__Exercise prompt__
Please change "dot" to "point" throughout the records, keeping every other word the same.

Object position labeling records

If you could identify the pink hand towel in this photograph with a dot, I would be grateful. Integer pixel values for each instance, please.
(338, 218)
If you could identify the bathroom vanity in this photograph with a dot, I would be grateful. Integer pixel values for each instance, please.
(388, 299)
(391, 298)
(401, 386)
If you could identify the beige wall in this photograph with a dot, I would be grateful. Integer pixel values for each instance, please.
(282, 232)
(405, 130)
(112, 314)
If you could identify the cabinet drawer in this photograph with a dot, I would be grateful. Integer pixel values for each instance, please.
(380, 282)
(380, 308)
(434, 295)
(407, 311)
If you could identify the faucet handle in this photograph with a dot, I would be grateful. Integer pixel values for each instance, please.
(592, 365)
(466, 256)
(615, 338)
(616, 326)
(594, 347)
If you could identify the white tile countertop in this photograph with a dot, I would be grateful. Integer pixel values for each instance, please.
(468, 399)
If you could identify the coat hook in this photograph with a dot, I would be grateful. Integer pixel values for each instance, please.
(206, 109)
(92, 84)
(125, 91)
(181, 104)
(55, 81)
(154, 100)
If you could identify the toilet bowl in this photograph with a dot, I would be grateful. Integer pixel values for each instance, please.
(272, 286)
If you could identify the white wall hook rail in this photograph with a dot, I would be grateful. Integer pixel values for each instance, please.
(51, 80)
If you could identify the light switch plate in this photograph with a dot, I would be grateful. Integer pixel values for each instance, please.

__Worked solution__
If you could identify the pink hand towel in this photograph with a point, I would be grateful. Integer pixel values for each instance, please.
(338, 218)
If you could identify the bathroom vanity in this photograph with a point, I would be grateful. Integer pixel values for each instance, please.
(388, 299)
(391, 298)
(401, 386)
If you could identify the beige wall in this photograph with a point, I would be grateful. Integer pixel values for each instance, please.
(282, 232)
(405, 130)
(112, 314)
If you could identify the cabinet drawer in this photograph with a point, I would be grateful. Integer pixel values for each instance, please.
(380, 282)
(380, 308)
(434, 295)
(407, 311)
If you could identify the faucet handle in this photograph with a point, I would be grateful. Integer pixel values for each instance, please.
(592, 365)
(466, 256)
(615, 338)
(616, 326)
(594, 347)
If you could identify the white tile countertop in this photograph with a point, I would be grateful. Integer pixel values for each instance, please.
(468, 399)
If you could identify the coat hook in this photograph with a point, I would be grateful. Integer pixel values for each instance, please.
(206, 109)
(92, 84)
(125, 91)
(181, 104)
(55, 81)
(154, 100)
If you could identify the toilet bowl in this photograph with a point, I would be grateful. Integer pixel values for each instance, please.
(272, 286)
If you could identify the white wall hook rail in this photograph with a point, I would be grateful. Integer pixel values for each instance, please.
(51, 80)
If you could identify the light switch plate in this photograph with a point, I would be grateful. Integer pixel values for each instance, please.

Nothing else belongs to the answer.